§ **Extracted text**
-.-.-

1917 book by Emma Orczy

Lord Tony's Wife, by Baroness Orczy is a sequel book to the classic adventure tale, The Scarlet Pimpernel. It was first published in 1917 by Hodder & Stoughton.

A French-language version, translated and adapted by Françoise delle Donne, was later published under the title Le Rire du Mouron Rouge.

==Plot summary==

The year is 1789 and Pierre Adet, a young French peasant, is incensed at the unfair treatment of the local peasantry, who are no better off than slaves to the local aristocrat. His brother-in-law is about to be hanged for poaching two pigeons from the woods belonging to the Duc de Kernogan in Nantes and this proves the final straw. After months of planning Pierre leads a mob against the Duc against the advice of his father.

Before the mob have had the chance to storm the Chateau, they come across the Duc's young daughter Yvonne returning home and attack her carriage. In the ensuing scuffle, Adet assaults Yvonne

 'And just to punish you, my fine lady,' he said in a whisper which sent a shudder of horror right through her, 'to punish you for what you are, the brood of tyrants, proud, disdainful, a budding tyrant yourself, to punish you for every misery my mother and sister have had to endure, for every luxury which you have enjoyed, I will kiss you on the lips and the cheeks and just between your white throat and chin and never as long as you live if you die this night or live to be an hundred will you be able to wash off those kisses showered upon you by one who hates and loathes you --a miserable peasant whom you despise and who in your sight is lower far than your dogs.

Shortly afterwards the Duc's private army arrives and dispatches the mob. Adet is seriously injured and seeks refuge from a local priest before fleeing Nantes and the death sentence which has been passed on him.

Determined that someone must pay for the incident, the Duc de Kernogan ensures that Pierre's father is hanged for his son's crime. By the time Adet finds out, it is too late and he is driven to seek revenge against the Duc and his daughter.

In 1793, Adet is living in England under the alias of Martin-Roget. He has spent the intervening years educating himself. With the aid of an introductory letter, obtained by blackmailing the Bishop of Brest, Adet has ingratiated himself into English society — to the extent that he has gained the favour of the Duc de Kernogan, who is now living near Bath, and is Yvonne's favoured suitor. Both Yvonne and her father are ignorant of Martin-Roget's true identity and are unaware that he is seeking revenge. With the help of Chauvelin, he plans to marry Yvonne and lure her and the Duc back to Nantes and to their death as ci-devants on the guillotine.

-.-.-

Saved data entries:

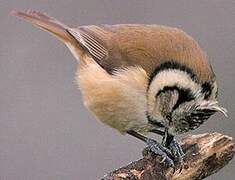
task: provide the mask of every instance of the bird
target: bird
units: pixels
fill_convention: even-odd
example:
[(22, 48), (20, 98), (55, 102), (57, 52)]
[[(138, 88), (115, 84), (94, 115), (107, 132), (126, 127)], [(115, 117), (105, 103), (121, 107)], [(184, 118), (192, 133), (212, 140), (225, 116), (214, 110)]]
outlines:
[[(180, 169), (175, 136), (197, 129), (215, 112), (218, 84), (207, 54), (179, 28), (156, 24), (69, 27), (40, 11), (12, 11), (62, 41), (78, 62), (84, 105), (96, 119), (142, 140), (162, 163)], [(162, 142), (149, 138), (162, 136)]]

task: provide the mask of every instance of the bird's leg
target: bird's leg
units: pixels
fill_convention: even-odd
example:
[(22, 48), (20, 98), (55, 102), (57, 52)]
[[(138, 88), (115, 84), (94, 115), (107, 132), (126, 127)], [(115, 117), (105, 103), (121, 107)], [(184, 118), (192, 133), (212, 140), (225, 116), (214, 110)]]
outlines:
[(164, 162), (166, 166), (174, 168), (174, 161), (172, 160), (172, 154), (169, 149), (158, 143), (157, 141), (147, 138), (133, 130), (127, 131), (131, 136), (134, 136), (147, 144), (147, 150), (153, 152), (157, 156), (162, 158), (161, 162)]
[(175, 163), (180, 166), (181, 172), (185, 154), (182, 150), (181, 145), (175, 140), (174, 136), (168, 133), (167, 128), (165, 130), (165, 135), (163, 136), (162, 145), (171, 151)]

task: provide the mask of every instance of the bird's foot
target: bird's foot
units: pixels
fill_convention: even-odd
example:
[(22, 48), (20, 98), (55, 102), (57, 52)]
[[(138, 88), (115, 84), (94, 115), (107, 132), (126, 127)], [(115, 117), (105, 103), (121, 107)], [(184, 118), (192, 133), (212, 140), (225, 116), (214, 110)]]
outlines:
[(175, 139), (173, 139), (167, 148), (170, 150), (174, 158), (174, 164), (179, 167), (179, 173), (180, 173), (183, 169), (184, 158), (185, 158), (185, 154), (183, 152), (181, 145)]
[(172, 153), (169, 149), (153, 139), (148, 139), (146, 144), (147, 147), (144, 149), (145, 151), (154, 153), (160, 158), (160, 163), (164, 163), (165, 166), (174, 169), (174, 161), (172, 160)]

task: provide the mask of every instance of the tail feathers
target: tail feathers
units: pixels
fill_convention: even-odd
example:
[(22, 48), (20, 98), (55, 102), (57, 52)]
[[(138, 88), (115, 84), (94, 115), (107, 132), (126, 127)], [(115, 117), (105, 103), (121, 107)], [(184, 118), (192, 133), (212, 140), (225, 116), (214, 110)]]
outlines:
[(11, 14), (22, 18), (49, 33), (52, 33), (65, 43), (73, 40), (71, 35), (67, 32), (67, 29), (69, 28), (68, 26), (44, 13), (28, 10), (26, 12), (12, 11)]

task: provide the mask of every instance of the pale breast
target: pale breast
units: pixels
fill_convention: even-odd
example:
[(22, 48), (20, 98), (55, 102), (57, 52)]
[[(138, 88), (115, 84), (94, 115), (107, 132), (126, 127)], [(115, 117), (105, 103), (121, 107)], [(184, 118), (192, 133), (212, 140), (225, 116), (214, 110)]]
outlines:
[(108, 74), (92, 58), (86, 57), (76, 80), (84, 104), (103, 123), (121, 133), (150, 128), (146, 119), (147, 75), (141, 68), (130, 67), (115, 75)]

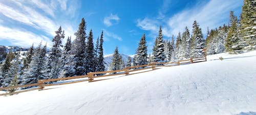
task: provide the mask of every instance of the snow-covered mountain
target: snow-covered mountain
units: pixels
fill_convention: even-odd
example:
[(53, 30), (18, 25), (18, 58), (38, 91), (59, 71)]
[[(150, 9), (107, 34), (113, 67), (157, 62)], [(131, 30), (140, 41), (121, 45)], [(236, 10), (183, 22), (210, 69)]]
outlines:
[[(113, 58), (113, 55), (114, 54), (108, 55), (104, 56), (104, 61), (105, 61), (105, 71), (107, 71), (108, 68), (110, 66), (110, 64), (111, 64), (111, 62), (112, 61), (112, 58)], [(123, 54), (121, 54), (121, 55), (122, 56), (122, 60), (124, 61), (124, 62), (126, 62), (127, 60), (128, 60), (128, 57), (129, 57), (129, 55)], [(131, 57), (132, 60), (133, 59), (133, 57)]]
[(0, 96), (0, 114), (255, 114), (256, 51), (207, 59)]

-.-.-

§ **Exercise 1**
Using the text on Lord Tony's Wife, decide whether each statement agrees with it: (a) the book was first published in 1917 by Hodder & Stoughton; (b) Pierre Adet's brother-in-law faces hanging for poaching a deer; (c) by 1793 Adet is living in England as Martin-Roget. Answer yes or no for each and quote the deciding words.
§ **Exercise 2**
Repeat the part of the text on Lord Tony's Wife starting at "A French-language version, translated" and ending at "of his father.".

§ **Written solution 1**
(a) Yes: "It was first published in 1917 by Hodder & Stoughton."
(b) No: "His brother-in-law is about to be hanged for poaching two pigeons from the woods belonging to the Duc de Kernogan in Nantes"
(c) Yes: "In 1793, Adet is living in England under the alias of Martin-Roget."

§ **Written solution 2**
A French-language version, translated and adapted by Françoise delle Donne, was later published under the title Le Rire du Mouron Rouge.

==Plot summary==

The year is 1789 and Pierre Adet, a young French peasant, is incensed at the unfair treatment of the local peasantry, who are no better off than slaves to the local aristocrat. His brother-in-law is about to be hanged for poaching two pigeons from the woods belonging to the Duc de Kernogan in Nantes and this proves the final straw. After months of planning Pierre leads a mob against the Duc against the advice of his father.